Supplied text:
WHEN DID MICROSOFT INTRODUCE THE "RICH"-ENABLED LINKER?
The short answer is in 1998, with Visual Studio 6.0 (LINK 6.x). The long answer is the final Service Pack
for Visual Studio 5.0; that is, the version 5.10.7303 linker introduced with SP3 in 1997 was the first "Rich" capable linker.
The catch was that the list this linker produced was practically empty because
the compilers at the time (e.g. Visual C++ 5.x, MASM 6.12) did
not yet emit the "@comp.id" symbol to the OBJ files. Not surprisingly, the LIB files that shipped with the product's
SDK were also missing the "@comp.id" symbol. The result was a "Rich" structure with either a single entry for the
imports, or with an additional entry to represent a compiled resource script.
If you however link a Visual C++ 6.0 OBJ file with the older 5.0 SP3 (5.10.7303) linker, you will get a proper
"Rich" structure because the 6.0 OBJ file contained the "@comp.id" symbol with build information. The 6.0 OBJ files were
however incompatible the 5.0 SP2 and earlier linkers; if you attempted to link-in any of these modules
using the older linkers, you would run in to error: LNK1106: "invalid file or disk full: cannot seek to
0xXXXXXXXX". This is an indication that in 1997, Microsoft changed the OBJ file format.
In summary, the Visual C++ 5.0 SP3 linker and the linker that would be released next with Visual C++ 6.0,
both supported a new type of OBJ file. Specifically, the OBJ files that would facilitate the generation of the
this new "Rich" structure.
Visual Studio 97 (5.0) SP3
First linker capable of producing "Rich" header and supporting new OBJ format to be released
with the not-yet-public VC++ 6.0 compiler (cl.exe 12.x); however compiler's at the time did not
yet support writing "@comp.id" to OBJ files so the list had minimal information
Visual Studio 6.x
Microsoft compilers, including Visual Basic now support writing "@comp.id" symbol to OBJ files;
bundled SDK LIB files now contain "@comp.id" build information;
as a result, executables built using the Visual C++ 6.0 compiler and linker now get the first
"proper" "Rich" headers.
Visual Studio 7.0 .NET (2002)

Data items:
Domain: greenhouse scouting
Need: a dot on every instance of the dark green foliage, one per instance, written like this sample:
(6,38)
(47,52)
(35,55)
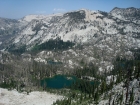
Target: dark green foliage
(10,85)
(19,50)
(56,44)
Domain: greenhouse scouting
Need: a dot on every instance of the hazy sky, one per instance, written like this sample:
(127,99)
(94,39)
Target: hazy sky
(19,8)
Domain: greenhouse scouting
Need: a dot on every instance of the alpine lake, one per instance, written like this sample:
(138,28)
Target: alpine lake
(59,81)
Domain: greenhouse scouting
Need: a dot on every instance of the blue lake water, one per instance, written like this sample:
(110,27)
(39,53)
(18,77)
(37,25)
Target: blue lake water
(58,81)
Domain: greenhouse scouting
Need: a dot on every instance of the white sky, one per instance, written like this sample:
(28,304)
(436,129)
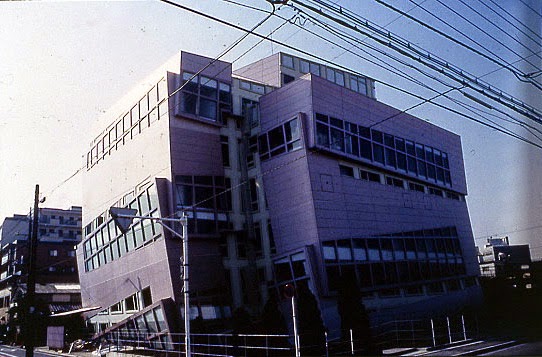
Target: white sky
(63,64)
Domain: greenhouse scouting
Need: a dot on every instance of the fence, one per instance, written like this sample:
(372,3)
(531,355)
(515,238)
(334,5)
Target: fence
(219,345)
(426,332)
(396,333)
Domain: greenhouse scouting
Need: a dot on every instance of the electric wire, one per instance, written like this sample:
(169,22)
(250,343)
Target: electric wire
(222,54)
(522,124)
(531,8)
(517,73)
(482,30)
(509,22)
(263,38)
(427,59)
(491,36)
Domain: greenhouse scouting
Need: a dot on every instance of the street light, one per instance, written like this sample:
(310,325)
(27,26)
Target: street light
(123,218)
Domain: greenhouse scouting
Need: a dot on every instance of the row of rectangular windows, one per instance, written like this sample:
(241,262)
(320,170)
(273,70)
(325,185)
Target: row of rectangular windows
(366,175)
(434,288)
(283,138)
(364,143)
(107,243)
(391,249)
(205,97)
(371,275)
(357,83)
(142,115)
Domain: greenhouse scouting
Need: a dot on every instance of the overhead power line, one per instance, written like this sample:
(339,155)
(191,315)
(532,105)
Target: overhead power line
(410,50)
(500,29)
(460,15)
(398,72)
(509,22)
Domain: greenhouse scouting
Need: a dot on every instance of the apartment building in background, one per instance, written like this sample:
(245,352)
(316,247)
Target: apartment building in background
(57,280)
(290,171)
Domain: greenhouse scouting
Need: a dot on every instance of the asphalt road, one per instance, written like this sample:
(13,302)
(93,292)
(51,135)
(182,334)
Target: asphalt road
(11,351)
(523,349)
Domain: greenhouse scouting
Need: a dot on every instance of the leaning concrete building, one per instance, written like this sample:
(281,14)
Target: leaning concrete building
(290,172)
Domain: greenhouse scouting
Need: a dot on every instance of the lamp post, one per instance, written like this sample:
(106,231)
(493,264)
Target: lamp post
(124,217)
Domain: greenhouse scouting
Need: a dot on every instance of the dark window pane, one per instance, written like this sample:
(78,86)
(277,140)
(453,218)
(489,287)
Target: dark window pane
(379,277)
(431,172)
(360,252)
(262,144)
(336,122)
(333,277)
(282,270)
(366,150)
(401,161)
(420,153)
(207,108)
(322,117)
(292,130)
(390,157)
(377,136)
(337,139)
(421,169)
(322,134)
(364,275)
(189,103)
(346,170)
(389,140)
(184,195)
(400,144)
(276,138)
(378,152)
(412,165)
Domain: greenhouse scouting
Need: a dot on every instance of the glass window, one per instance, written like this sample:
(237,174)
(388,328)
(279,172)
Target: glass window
(373,249)
(189,103)
(208,87)
(225,93)
(330,74)
(333,277)
(287,61)
(204,197)
(399,249)
(337,139)
(387,249)
(298,265)
(360,253)
(304,66)
(366,150)
(339,78)
(329,251)
(292,130)
(353,84)
(346,170)
(191,86)
(410,249)
(343,250)
(322,134)
(315,68)
(378,153)
(282,270)
(276,138)
(208,108)
(184,195)
(364,275)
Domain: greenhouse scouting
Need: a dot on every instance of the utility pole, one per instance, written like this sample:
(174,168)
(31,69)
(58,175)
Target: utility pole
(29,331)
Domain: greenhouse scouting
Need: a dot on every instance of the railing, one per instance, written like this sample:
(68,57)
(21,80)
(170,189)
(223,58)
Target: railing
(219,345)
(426,332)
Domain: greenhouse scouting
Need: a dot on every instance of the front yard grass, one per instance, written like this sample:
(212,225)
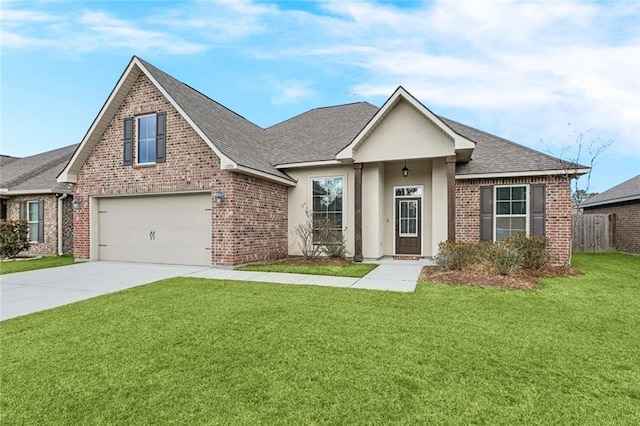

What you have to do: Extract the full text about when Microsoft introduced the "Rich"-enabled linker, reproducing every line word for word.

Response to this task:
WHEN DID MICROSOFT INTRODUCE THE "RICH"-ENABLED LINKER?
The short answer is in 1998, with Visual Studio 6.0 (LINK 6.x). The long answer is the final Service Pack
for Visual Studio 5.0; that is, the version 5.10.7303 linker introduced with SP3 in 1997 was the first "Rich" capable linker.
The catch was that the list this linker produced was practically empty because
the compilers at the time (e.g. Visual C++ 5.x, MASM 6.12) did
not yet emit the "@comp.id" symbol to the OBJ files. Not surprisingly, the LIB files that shipped with the product's
SDK were also missing the "@comp.id" symbol. The result was a "Rich" structure with either a single entry for the
imports, or with an additional entry to represent a compiled resource script.
If you however link a Visual C++ 6.0 OBJ file with the older 5.0 SP3 (5.10.7303) linker, you will get a proper
"Rich" structure because the 6.0 OBJ file contained the "@comp.id" symbol with build information. The 6.0 OBJ files were
however incompatible the 5.0 SP2 and earlier linkers; if you attempted to link-in any of these modules
using the older linkers, you would run in to error: LNK1106: "invalid file or disk full: cannot seek to
0xXXXXXXXX". This is an indication that in 1997, Microsoft changed the OBJ file format.
In summary, the Visual C++ 5.0 SP3 linker and the linker that would be released next with Visual C++ 6.0,
both supported a new type of OBJ file. Specifically, the OBJ files that would facilitate the generation of the
this new "Rich" structure.
Visual Studio 97 (5.0) SP3
First linker capable of producing "Rich" header and supporting new OBJ format to be released
with the not-yet-public VC++ 6.0 compiler (cl.exe 12.x); however compiler's at the time did not
yet support writing "@comp.id" to OBJ files so the list had minimal information
Visual Studio 6.x
Microsoft compilers, including Visual Basic now support writing "@comp.id" symbol to OBJ files;
bundled SDK LIB files now contain "@comp.id" build information;
as a result, executables built using the Visual C++ 6.0 compiler and linker now get the first
"proper" "Rich" headers.
Visual Studio 7.0 .NET (2002)